- 原文 -
● ● ● ● ●
らくガキ日記

アモイ在住の兼業イラストレーターの日記

北京一夜 その5<1989年6月4日の盟約>

北京一夜についてはほとんど書き尽くしてしまいました。最後に北京一夜で辿り着いた天安門事件について少し触れささせていただこうと思います。


1989年当時、当時私はまだ小学生でした。中国で凄い事が起こっているということはテレビのニュースで見てぼんやりですが分かっていたような記憶があります。現在私は中国に出稼ぎに来て生活を送らせていただいております。今の私の中国人生はもしかしたらあの事件のときにすでに決まっていたのかもしれません。


1989年6月4日に北京政府が天安門広場に集まった若者達に下した決断と行動は、決して許されるものではありません。しかし、その行動は犯罪にカウントされるべきものではありません。北京一夜の歌詞に”すべては歴史の中の塵に過ぎない”とあるように、それは正式に歴史に刻み込まれるべきものなのです。あの日、命を失った若者たちは歴史の犠牲者だったと思うのです。私は考えてしまいます。あのとき、若者たちが城門を突破したとしたら、今の中国の繁栄は本当にあったのだろうかと、 もしかしたら、泥沼の内戦に落ち込み、何百万単位の流血が広がる可能性も当時はあったのだと思います。私はあの日、天安門広場で命を失った若者たちと、老練な政治家たちとの間で一つの盟約が成立したのだと思いたいのかもしれません。若者たちはその命を差し出すことで革命を終わらせ、政治家たちはその命の代償として、その後の中国経済の発展と国民の豊な生活を保証したのです。今の中国の発展と内に刻まれた矛盾はあの日から始まったのかもしれません。
● ● ● ● ●
- データ行 -
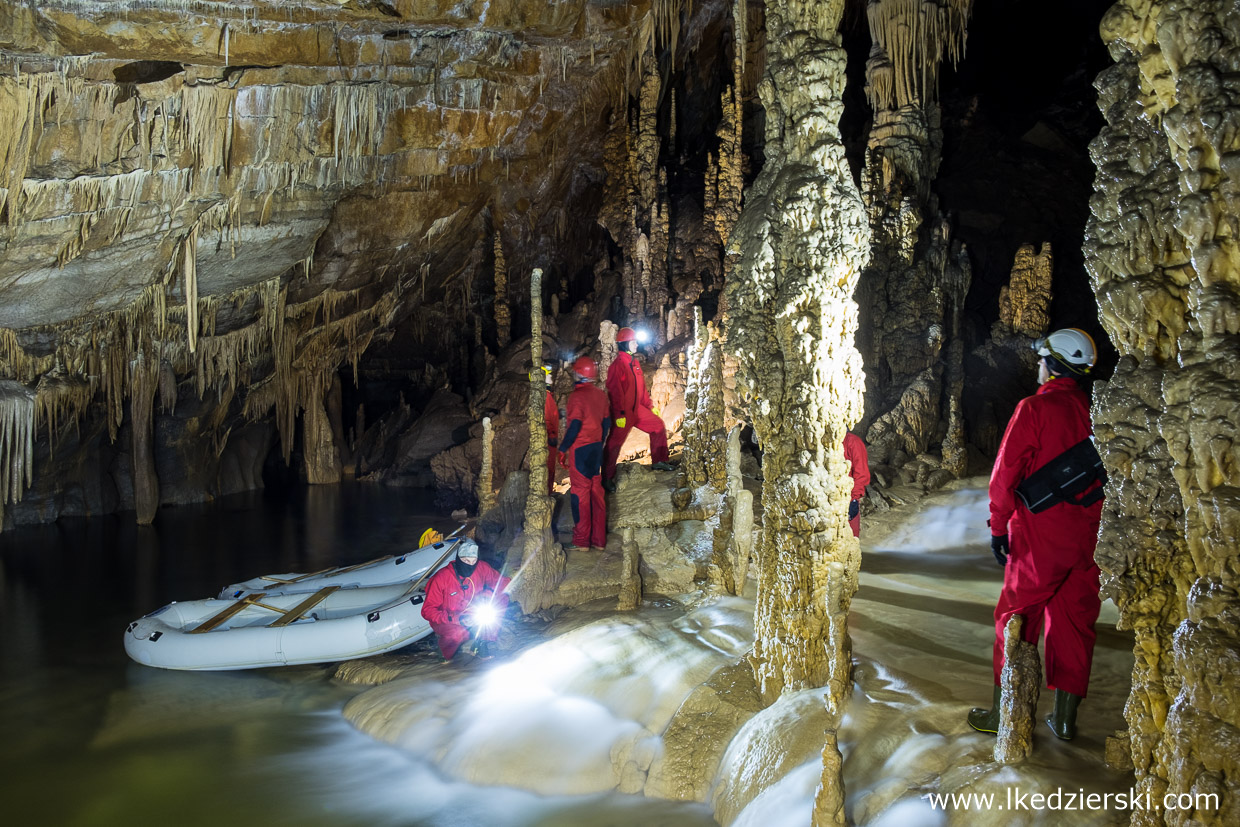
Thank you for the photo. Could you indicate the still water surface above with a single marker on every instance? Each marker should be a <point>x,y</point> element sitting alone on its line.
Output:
<point>93,739</point>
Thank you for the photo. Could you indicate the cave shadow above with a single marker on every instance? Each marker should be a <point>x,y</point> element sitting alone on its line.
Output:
<point>941,564</point>
<point>972,613</point>
<point>861,621</point>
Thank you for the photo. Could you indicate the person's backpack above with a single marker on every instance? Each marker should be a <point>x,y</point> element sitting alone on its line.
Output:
<point>1065,479</point>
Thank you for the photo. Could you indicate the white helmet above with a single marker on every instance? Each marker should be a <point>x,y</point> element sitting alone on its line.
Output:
<point>466,551</point>
<point>1071,347</point>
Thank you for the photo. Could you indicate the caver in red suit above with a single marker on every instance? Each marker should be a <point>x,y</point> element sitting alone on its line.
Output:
<point>551,417</point>
<point>582,454</point>
<point>454,590</point>
<point>858,469</point>
<point>631,407</point>
<point>1050,577</point>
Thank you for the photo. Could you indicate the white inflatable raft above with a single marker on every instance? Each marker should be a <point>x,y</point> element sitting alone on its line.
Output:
<point>330,624</point>
<point>382,572</point>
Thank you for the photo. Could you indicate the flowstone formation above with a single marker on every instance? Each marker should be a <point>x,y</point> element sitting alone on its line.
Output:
<point>802,238</point>
<point>1161,248</point>
<point>913,291</point>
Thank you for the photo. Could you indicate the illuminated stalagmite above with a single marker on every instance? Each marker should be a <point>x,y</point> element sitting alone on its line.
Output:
<point>1162,251</point>
<point>542,559</point>
<point>802,239</point>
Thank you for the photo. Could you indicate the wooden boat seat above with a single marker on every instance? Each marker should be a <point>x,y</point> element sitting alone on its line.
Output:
<point>296,611</point>
<point>332,570</point>
<point>228,611</point>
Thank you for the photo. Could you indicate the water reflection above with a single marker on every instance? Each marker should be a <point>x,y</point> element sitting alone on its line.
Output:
<point>92,739</point>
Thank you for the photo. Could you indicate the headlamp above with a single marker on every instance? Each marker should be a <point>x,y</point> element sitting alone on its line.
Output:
<point>485,614</point>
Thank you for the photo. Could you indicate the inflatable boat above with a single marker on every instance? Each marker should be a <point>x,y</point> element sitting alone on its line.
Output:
<point>284,619</point>
<point>385,570</point>
<point>330,624</point>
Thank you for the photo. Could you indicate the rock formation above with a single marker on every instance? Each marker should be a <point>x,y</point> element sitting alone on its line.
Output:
<point>802,238</point>
<point>542,559</point>
<point>913,291</point>
<point>1161,253</point>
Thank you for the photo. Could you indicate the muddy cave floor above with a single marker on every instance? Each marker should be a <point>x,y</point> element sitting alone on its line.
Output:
<point>921,629</point>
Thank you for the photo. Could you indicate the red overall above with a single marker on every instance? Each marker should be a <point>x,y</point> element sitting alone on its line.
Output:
<point>630,401</point>
<point>449,597</point>
<point>551,417</point>
<point>1050,577</point>
<point>587,413</point>
<point>858,469</point>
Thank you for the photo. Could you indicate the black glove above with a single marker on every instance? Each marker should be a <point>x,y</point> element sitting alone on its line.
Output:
<point>1000,548</point>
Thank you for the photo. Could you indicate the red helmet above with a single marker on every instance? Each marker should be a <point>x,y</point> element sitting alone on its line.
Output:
<point>585,366</point>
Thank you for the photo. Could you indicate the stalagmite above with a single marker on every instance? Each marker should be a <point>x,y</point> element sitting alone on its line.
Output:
<point>1021,680</point>
<point>502,314</point>
<point>1161,253</point>
<point>630,572</point>
<point>485,475</point>
<point>542,561</point>
<point>802,239</point>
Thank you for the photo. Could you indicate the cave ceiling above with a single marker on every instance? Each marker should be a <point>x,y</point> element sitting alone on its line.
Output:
<point>366,148</point>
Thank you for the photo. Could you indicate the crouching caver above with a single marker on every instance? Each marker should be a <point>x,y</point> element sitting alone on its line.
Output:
<point>465,601</point>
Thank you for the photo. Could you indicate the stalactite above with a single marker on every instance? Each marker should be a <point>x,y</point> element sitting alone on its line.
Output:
<point>542,561</point>
<point>502,314</point>
<point>692,430</point>
<point>647,144</point>
<point>190,270</point>
<point>915,36</point>
<point>485,476</point>
<point>1161,254</point>
<point>608,349</point>
<point>143,382</point>
<point>660,236</point>
<point>16,442</point>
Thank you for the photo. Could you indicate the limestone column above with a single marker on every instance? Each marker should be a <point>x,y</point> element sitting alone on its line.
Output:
<point>1162,252</point>
<point>802,239</point>
<point>542,561</point>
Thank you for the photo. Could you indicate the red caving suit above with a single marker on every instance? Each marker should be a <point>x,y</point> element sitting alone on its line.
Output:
<point>587,413</point>
<point>858,460</point>
<point>551,417</point>
<point>1050,577</point>
<point>449,595</point>
<point>630,401</point>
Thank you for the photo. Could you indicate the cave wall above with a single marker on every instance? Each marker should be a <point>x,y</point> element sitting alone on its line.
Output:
<point>1161,248</point>
<point>247,199</point>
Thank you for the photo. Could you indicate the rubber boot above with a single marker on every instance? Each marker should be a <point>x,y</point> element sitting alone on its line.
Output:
<point>986,720</point>
<point>1063,718</point>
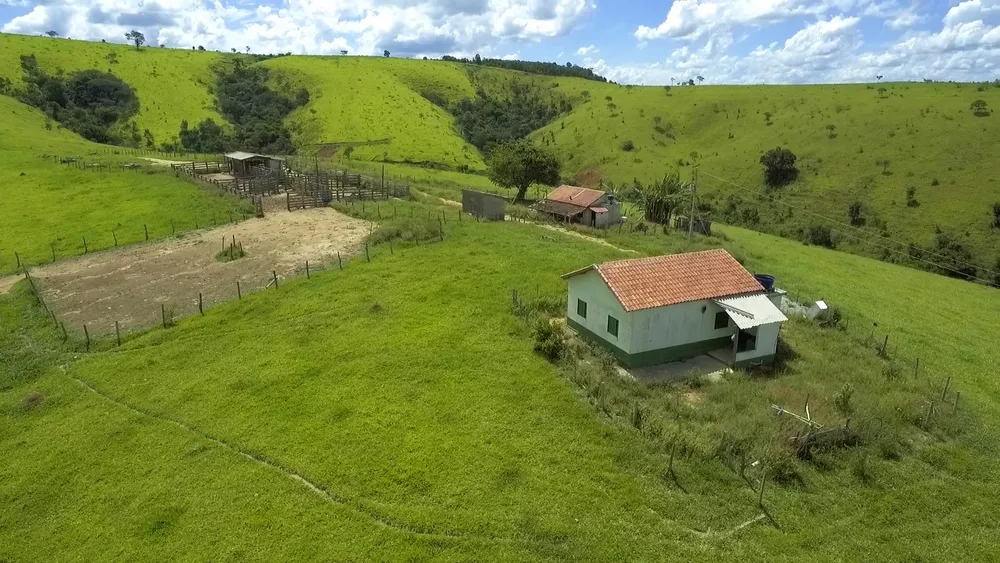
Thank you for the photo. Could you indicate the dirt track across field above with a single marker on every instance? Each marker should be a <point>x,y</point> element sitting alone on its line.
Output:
<point>130,284</point>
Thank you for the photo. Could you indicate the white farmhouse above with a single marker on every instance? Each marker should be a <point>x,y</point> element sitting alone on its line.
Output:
<point>655,310</point>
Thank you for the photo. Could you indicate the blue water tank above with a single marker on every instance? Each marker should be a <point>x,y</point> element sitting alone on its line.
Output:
<point>765,280</point>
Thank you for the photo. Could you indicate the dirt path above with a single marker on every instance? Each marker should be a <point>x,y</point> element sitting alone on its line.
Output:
<point>129,285</point>
<point>163,162</point>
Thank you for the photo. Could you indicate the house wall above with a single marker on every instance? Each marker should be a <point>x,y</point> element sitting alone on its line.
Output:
<point>601,303</point>
<point>767,345</point>
<point>678,331</point>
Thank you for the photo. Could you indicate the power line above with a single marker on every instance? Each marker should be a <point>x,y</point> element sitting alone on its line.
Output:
<point>888,249</point>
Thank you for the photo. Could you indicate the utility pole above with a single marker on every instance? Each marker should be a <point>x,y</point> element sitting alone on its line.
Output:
<point>694,192</point>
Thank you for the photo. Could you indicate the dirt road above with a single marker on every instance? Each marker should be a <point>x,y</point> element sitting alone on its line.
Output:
<point>130,284</point>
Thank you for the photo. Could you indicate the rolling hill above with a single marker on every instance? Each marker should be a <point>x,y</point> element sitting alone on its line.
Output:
<point>912,158</point>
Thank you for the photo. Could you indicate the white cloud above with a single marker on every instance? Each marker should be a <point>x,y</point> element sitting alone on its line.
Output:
<point>404,27</point>
<point>694,19</point>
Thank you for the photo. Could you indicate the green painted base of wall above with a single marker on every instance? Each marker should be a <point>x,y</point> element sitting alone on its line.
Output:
<point>763,360</point>
<point>653,357</point>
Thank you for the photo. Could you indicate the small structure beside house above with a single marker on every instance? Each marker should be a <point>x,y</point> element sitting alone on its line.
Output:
<point>241,164</point>
<point>483,205</point>
<point>593,208</point>
<point>650,311</point>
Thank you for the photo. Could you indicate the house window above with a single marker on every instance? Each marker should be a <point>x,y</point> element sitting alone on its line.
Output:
<point>746,342</point>
<point>721,320</point>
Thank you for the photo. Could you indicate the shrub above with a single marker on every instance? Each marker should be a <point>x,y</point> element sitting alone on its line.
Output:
<point>820,235</point>
<point>779,166</point>
<point>550,341</point>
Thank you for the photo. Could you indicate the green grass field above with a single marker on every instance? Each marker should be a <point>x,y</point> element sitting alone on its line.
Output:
<point>358,100</point>
<point>932,140</point>
<point>172,84</point>
<point>408,391</point>
<point>50,205</point>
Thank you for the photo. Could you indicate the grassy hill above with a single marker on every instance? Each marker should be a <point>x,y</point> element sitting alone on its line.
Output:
<point>51,207</point>
<point>408,393</point>
<point>377,110</point>
<point>172,84</point>
<point>379,101</point>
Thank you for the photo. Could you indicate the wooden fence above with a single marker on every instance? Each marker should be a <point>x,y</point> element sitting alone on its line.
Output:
<point>315,189</point>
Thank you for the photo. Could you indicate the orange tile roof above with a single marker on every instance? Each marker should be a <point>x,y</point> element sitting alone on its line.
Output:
<point>584,197</point>
<point>645,283</point>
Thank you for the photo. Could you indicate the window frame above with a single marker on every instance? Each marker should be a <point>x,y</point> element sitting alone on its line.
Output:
<point>724,313</point>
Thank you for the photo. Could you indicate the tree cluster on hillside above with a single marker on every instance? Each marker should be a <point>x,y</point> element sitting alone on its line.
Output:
<point>91,103</point>
<point>518,164</point>
<point>255,110</point>
<point>533,67</point>
<point>485,121</point>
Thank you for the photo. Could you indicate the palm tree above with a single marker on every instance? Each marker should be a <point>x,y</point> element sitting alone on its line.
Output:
<point>658,200</point>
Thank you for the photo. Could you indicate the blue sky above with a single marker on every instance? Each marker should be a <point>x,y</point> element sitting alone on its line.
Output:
<point>725,41</point>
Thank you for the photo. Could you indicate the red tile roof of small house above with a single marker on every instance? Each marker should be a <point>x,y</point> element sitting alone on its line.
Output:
<point>646,283</point>
<point>584,197</point>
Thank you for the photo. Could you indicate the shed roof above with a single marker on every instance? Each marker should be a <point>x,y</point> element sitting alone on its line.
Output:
<point>646,283</point>
<point>559,208</point>
<point>748,311</point>
<point>583,197</point>
<point>240,155</point>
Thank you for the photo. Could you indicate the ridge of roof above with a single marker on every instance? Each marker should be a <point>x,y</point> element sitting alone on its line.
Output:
<point>659,281</point>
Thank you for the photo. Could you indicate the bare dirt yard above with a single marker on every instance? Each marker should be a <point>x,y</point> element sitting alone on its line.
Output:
<point>130,284</point>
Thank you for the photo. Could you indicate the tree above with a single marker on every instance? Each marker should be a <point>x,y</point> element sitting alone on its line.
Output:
<point>854,214</point>
<point>779,166</point>
<point>659,200</point>
<point>519,164</point>
<point>136,37</point>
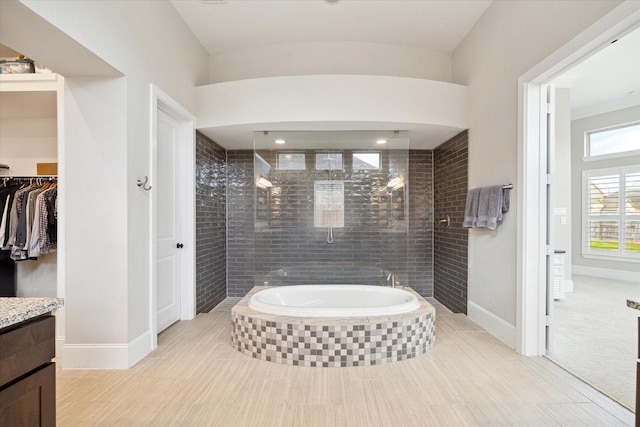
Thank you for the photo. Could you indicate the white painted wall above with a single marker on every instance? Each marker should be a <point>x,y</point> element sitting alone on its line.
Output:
<point>332,98</point>
<point>107,138</point>
<point>562,177</point>
<point>578,129</point>
<point>508,40</point>
<point>26,142</point>
<point>330,57</point>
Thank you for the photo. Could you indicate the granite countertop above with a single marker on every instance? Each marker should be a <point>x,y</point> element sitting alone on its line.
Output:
<point>16,310</point>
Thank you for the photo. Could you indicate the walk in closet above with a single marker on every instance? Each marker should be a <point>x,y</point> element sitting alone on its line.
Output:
<point>29,136</point>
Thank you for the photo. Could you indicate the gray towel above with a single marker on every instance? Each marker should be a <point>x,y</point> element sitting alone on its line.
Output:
<point>490,206</point>
<point>505,200</point>
<point>471,208</point>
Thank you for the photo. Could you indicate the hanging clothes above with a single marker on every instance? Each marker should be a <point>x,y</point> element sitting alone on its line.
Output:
<point>28,227</point>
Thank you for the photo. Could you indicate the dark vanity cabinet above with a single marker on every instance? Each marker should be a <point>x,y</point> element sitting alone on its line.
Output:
<point>27,373</point>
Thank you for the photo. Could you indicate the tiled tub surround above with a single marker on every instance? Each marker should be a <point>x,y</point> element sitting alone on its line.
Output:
<point>332,341</point>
● ● ● ● ●
次の1.〜3.の記述が原文の内容と合っているか、それぞれ「はい」か「いいえ」で答え、判断の決め手となる原文の語句をそのまま引用してください。
1. 筆者は1989年当時、中学生だった。
2. 筆者は現在、中国で生活している。
3. 筆者は、北京政府の行動は犯罪にカウントされるべきだと述べている。
原文だけを根拠にしてください。

1. いいえ。「当時私はまだ小学生でした」
2. はい。「現在私は中国に出稼ぎに来て生活を送らせていただいております」
3. いいえ。「その行動は犯罪にカウントされるべきものではありません」